Data lines
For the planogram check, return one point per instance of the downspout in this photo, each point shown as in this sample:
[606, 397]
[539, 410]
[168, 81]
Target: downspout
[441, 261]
==
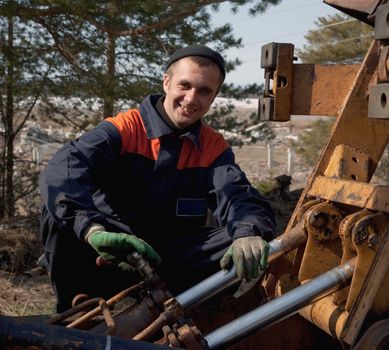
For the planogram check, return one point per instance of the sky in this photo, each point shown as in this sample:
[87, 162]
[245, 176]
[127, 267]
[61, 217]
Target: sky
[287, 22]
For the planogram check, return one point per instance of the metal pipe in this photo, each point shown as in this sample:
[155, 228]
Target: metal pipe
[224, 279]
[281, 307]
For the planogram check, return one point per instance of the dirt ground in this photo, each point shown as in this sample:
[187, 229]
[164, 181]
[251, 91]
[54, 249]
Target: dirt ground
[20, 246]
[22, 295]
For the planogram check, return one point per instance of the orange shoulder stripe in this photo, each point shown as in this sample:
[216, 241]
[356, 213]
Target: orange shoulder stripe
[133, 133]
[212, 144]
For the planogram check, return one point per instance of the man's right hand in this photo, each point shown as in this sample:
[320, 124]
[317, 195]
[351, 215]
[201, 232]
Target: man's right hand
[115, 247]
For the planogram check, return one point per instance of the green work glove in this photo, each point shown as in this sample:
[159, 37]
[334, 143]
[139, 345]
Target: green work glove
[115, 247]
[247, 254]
--
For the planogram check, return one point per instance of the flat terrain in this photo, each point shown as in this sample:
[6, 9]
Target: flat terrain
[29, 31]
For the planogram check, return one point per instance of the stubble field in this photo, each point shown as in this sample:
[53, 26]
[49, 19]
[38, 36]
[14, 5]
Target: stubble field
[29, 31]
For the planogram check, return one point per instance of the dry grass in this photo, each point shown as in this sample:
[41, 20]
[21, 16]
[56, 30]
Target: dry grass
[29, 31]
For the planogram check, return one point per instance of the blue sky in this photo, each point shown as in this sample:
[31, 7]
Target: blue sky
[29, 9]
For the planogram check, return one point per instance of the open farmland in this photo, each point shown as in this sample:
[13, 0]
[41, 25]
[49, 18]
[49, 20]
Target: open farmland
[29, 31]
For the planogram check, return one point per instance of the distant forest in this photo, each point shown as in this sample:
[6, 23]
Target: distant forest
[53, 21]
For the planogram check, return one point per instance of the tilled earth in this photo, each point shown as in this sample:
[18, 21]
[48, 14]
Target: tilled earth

Written instruction
Reproduce everything from the row containing "of the distant" down to the row containing "Target: tilled earth", requests included. Scale the answer point coordinates by 2.05, rounding to whole numbers with halves rounded up, and leave the requests and their sample points unchanged.

Written solution
For the planogram check, return one point per instance of the distant forest in this photo, each point shown as in this sample:
[6, 23]
Target: distant forest
[109, 43]
For the planogram check, return one point per instance of the tilled earth in this photo, each point shown as in this sample:
[18, 21]
[48, 14]
Target: tilled earth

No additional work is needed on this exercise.